◆ ASSIGNED TASK ◆
Where the material below has a line containing "spot narrow white", start repeating exactly, and keep going through the line containing "spot framed yellow", with no other lines.
------ DATA SHOWN
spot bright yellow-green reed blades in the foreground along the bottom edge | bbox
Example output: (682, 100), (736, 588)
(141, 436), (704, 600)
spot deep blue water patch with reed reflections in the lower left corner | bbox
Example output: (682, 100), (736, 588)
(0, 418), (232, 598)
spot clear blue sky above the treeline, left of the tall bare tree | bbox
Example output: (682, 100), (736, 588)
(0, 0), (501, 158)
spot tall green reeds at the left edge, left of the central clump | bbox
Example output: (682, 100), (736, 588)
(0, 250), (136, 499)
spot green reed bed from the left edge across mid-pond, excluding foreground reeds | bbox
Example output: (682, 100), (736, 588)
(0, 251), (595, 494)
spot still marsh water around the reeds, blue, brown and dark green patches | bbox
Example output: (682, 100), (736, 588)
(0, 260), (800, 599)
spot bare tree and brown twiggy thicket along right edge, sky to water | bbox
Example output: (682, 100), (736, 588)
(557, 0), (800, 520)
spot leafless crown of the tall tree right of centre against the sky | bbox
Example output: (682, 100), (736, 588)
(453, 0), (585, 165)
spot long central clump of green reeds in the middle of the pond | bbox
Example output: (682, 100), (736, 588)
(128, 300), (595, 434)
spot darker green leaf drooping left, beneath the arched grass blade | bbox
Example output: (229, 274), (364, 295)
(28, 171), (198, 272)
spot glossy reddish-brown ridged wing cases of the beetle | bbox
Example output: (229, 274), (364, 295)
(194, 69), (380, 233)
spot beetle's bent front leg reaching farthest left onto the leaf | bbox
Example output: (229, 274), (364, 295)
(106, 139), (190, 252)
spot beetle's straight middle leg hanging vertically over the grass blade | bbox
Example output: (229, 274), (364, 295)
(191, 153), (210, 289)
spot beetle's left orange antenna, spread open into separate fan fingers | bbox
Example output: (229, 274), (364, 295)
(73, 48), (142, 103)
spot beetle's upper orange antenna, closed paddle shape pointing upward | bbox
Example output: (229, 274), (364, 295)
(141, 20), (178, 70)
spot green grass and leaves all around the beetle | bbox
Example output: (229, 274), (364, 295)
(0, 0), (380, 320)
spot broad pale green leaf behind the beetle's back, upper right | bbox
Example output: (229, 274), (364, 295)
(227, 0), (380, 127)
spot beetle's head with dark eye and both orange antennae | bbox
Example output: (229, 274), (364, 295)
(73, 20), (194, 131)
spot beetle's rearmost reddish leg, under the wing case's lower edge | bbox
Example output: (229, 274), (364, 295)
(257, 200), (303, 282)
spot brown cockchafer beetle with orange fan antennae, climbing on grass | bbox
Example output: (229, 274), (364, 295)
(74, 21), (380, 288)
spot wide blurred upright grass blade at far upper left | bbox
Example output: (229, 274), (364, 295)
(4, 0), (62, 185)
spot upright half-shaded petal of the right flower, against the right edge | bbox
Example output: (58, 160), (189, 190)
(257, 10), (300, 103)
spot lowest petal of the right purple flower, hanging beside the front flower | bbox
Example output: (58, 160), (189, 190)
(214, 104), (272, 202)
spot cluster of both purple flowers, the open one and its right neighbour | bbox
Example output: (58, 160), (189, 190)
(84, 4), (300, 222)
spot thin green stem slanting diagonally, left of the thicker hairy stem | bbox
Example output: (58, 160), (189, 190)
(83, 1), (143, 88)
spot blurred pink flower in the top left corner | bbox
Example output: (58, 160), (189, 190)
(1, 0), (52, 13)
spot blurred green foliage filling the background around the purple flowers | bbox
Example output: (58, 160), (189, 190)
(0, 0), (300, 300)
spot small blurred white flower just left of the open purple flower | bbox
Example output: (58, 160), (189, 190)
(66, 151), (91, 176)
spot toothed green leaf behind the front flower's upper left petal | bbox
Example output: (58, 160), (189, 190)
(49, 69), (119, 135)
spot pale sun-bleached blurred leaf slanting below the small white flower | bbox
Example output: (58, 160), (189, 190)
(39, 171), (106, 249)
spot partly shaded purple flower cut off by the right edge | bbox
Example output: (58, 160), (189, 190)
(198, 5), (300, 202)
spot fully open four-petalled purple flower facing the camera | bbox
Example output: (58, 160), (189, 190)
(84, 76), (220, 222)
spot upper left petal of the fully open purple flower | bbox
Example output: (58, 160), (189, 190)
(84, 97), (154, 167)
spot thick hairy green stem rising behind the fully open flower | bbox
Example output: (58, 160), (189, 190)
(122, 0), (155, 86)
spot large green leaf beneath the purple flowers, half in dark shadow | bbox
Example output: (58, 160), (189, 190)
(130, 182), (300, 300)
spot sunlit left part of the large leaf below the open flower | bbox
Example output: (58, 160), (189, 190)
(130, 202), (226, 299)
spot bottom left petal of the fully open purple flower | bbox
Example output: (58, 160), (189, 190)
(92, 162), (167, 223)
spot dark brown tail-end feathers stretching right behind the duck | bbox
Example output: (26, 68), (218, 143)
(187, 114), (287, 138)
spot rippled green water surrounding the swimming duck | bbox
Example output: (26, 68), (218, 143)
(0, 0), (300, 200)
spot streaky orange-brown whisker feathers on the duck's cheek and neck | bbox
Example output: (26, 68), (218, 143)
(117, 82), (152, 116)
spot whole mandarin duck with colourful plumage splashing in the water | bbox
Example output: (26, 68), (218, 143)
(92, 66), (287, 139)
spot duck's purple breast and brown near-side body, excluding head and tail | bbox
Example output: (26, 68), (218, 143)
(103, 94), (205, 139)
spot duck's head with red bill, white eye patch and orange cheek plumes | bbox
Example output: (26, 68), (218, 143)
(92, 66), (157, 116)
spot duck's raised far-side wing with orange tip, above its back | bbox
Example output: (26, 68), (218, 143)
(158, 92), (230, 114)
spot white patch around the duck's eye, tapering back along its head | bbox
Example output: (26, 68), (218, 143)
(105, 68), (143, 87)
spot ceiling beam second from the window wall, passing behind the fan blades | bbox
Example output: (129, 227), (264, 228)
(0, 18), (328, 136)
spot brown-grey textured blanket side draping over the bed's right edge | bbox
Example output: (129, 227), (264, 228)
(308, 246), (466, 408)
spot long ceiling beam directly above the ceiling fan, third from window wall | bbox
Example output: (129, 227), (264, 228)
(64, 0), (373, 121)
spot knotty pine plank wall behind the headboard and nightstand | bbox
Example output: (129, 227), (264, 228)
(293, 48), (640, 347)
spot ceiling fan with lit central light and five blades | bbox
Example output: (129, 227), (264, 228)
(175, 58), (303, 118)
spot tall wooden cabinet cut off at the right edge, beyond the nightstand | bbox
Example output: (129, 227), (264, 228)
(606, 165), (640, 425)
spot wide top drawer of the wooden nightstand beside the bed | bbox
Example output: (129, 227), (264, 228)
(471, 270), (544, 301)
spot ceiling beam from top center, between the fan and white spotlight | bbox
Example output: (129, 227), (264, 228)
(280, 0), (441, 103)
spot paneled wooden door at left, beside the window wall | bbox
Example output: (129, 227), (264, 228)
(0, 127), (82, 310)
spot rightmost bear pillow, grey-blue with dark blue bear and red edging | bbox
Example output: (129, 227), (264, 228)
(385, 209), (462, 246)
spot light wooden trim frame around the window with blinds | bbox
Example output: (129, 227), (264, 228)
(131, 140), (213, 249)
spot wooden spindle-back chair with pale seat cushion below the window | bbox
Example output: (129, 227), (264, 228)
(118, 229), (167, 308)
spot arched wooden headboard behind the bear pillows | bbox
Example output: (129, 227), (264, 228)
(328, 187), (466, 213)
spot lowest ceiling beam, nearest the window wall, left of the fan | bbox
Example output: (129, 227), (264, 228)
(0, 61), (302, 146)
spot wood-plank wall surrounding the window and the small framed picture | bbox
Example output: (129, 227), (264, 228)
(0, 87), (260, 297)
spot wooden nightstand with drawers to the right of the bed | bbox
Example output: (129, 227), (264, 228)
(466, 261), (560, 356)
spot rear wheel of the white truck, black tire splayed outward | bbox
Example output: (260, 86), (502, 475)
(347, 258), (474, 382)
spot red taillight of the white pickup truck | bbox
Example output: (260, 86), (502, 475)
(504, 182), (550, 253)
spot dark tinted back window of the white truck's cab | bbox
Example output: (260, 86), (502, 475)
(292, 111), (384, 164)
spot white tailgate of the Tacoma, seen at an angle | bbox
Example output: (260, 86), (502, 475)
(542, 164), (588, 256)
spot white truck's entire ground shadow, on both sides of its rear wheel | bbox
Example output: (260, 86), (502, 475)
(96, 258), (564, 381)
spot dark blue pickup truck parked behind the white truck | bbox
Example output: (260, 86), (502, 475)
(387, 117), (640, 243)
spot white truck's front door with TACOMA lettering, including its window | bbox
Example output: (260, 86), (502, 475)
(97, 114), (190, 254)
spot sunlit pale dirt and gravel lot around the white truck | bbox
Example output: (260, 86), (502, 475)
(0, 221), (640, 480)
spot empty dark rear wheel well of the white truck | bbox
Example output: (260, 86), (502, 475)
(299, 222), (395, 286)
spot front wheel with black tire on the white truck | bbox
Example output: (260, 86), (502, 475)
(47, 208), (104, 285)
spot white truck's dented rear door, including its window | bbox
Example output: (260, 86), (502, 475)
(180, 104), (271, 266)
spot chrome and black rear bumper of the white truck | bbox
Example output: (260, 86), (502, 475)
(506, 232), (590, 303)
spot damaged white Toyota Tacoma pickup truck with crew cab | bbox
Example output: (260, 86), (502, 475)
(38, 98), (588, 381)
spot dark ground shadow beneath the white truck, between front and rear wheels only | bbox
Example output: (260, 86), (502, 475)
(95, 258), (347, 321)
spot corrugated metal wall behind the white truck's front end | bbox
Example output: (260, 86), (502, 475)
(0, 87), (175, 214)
------------
------ DATA SHOWN
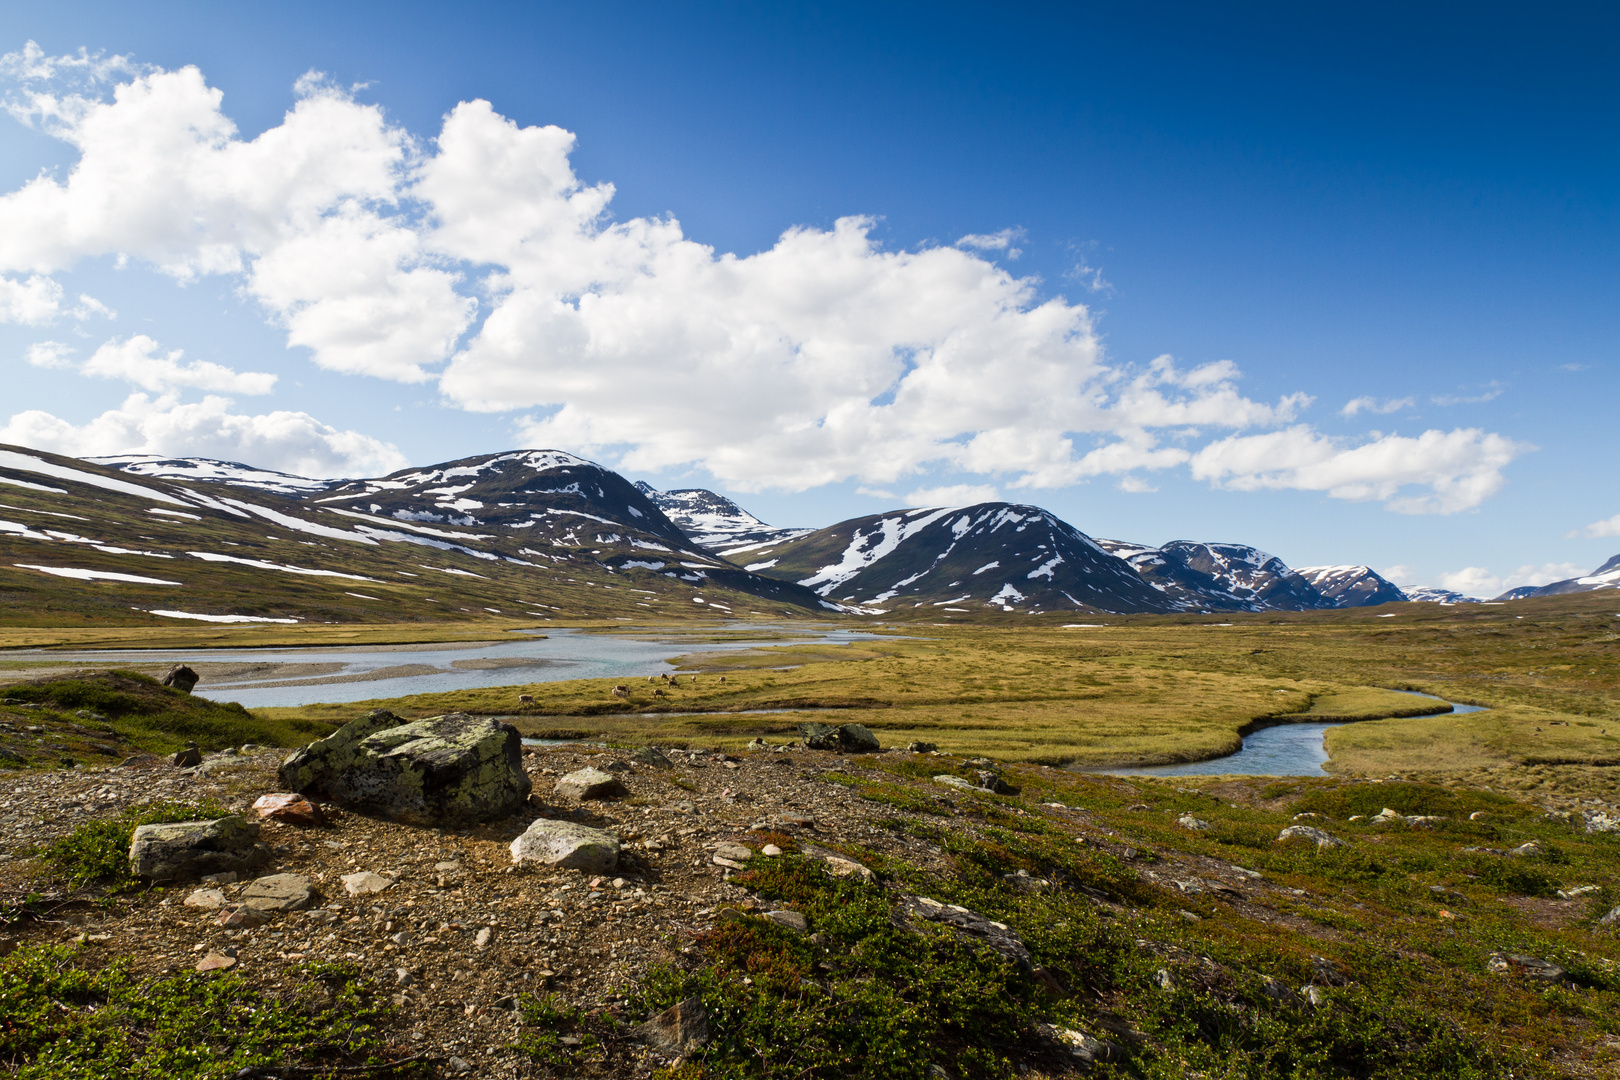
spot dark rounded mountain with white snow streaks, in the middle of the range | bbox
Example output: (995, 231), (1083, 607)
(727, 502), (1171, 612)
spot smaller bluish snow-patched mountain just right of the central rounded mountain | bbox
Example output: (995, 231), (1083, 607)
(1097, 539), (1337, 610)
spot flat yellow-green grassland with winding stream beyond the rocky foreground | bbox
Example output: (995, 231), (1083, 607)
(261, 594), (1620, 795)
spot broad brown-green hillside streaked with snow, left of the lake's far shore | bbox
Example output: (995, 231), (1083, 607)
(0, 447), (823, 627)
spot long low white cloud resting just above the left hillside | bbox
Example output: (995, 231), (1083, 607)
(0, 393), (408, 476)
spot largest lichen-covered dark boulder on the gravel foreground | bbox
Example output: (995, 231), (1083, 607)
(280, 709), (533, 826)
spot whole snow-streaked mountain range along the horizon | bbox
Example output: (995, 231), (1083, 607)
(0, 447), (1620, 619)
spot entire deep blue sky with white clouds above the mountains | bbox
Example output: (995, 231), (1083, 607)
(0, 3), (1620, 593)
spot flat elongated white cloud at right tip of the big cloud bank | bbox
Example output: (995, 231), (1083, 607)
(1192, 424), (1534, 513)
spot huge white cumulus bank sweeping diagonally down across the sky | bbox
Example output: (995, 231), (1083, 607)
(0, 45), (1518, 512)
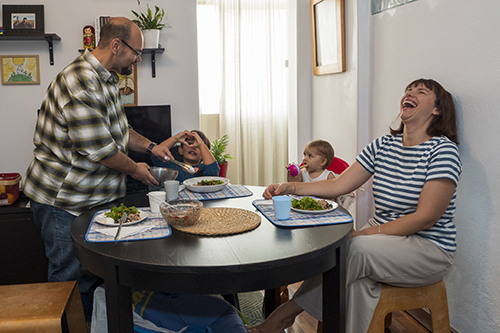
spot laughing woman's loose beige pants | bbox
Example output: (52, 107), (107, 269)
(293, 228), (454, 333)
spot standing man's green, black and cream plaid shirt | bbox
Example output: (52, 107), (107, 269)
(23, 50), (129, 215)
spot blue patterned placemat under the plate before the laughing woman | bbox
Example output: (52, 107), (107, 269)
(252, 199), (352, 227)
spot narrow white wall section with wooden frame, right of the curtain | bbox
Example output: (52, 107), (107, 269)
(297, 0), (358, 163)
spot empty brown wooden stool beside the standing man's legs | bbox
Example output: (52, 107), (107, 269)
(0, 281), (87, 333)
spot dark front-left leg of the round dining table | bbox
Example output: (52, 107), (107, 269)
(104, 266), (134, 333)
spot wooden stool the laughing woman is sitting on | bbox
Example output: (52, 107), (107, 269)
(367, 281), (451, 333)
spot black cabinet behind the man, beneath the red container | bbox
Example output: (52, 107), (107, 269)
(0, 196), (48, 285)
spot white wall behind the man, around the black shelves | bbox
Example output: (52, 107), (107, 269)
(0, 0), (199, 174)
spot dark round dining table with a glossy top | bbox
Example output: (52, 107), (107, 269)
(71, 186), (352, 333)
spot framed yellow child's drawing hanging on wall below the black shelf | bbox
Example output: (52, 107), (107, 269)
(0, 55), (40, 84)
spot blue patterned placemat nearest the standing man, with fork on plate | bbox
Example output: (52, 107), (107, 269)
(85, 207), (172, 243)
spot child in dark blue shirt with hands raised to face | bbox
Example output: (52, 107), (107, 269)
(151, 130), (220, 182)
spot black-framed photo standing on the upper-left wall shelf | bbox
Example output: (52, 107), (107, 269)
------------
------ DATA SHOWN
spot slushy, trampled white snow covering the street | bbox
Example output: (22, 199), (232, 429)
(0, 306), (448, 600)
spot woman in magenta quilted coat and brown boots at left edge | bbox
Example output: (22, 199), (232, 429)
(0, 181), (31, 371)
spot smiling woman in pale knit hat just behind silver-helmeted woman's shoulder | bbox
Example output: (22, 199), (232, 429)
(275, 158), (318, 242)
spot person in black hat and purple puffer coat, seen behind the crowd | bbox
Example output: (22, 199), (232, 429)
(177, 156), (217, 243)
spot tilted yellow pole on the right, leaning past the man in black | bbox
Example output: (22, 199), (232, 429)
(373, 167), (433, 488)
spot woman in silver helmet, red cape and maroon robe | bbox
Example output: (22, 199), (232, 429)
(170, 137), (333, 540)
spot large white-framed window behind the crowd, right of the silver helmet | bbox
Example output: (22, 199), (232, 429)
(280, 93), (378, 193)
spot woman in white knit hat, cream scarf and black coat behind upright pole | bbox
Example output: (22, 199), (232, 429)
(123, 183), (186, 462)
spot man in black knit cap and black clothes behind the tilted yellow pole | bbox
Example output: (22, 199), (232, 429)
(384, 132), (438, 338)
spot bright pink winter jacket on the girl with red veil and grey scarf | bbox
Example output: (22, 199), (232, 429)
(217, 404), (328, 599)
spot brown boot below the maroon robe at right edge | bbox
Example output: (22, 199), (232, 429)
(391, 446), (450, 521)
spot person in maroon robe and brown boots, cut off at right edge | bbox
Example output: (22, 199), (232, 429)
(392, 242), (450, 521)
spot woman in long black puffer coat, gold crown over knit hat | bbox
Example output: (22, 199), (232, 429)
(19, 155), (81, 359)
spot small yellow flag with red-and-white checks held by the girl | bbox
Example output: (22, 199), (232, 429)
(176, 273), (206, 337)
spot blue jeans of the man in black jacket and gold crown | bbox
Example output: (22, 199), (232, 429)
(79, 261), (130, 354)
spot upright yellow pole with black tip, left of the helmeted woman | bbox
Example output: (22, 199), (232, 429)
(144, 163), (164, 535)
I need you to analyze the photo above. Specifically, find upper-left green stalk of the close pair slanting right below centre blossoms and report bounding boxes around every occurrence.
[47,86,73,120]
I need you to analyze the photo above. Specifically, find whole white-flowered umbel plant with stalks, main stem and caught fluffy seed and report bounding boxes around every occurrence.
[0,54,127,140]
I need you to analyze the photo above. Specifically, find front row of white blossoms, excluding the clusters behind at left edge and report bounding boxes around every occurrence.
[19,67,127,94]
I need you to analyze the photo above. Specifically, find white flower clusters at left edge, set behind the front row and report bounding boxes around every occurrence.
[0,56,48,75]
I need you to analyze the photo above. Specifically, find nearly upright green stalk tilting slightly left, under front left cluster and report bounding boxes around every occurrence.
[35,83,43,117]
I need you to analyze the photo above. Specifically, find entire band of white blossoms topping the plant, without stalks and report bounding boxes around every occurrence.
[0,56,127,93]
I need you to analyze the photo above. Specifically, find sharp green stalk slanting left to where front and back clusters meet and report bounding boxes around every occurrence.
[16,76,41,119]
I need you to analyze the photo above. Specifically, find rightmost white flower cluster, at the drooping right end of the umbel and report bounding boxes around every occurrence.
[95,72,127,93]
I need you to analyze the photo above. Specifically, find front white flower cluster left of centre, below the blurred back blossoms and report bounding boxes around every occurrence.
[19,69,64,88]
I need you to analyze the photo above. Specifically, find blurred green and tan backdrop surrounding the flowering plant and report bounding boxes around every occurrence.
------------
◆ SOLUTION FOR THIS PROBLEM ◆
spot narrow white wall section with wooden frame, right of the curtain | bbox
Example output: (52, 107), (107, 269)
(297, 0), (358, 163)
spot empty brown wooden stool beside the standing man's legs | bbox
Example output: (52, 107), (107, 269)
(0, 281), (87, 333)
spot dark front-left leg of the round dining table | bbox
Example output: (52, 107), (107, 269)
(104, 266), (134, 333)
spot wooden stool the laughing woman is sitting on | bbox
Example output: (52, 107), (107, 269)
(367, 281), (451, 333)
spot black cabinet behind the man, beneath the red container | bbox
Example output: (52, 107), (107, 269)
(0, 196), (48, 285)
spot white wall behind the man, around the black shelves | bbox
Example output: (52, 107), (107, 269)
(0, 0), (199, 174)
spot dark round dining table with a glossy top | bbox
Example output: (52, 107), (107, 269)
(71, 186), (352, 333)
spot framed yellow child's drawing hanging on wall below the black shelf | bbox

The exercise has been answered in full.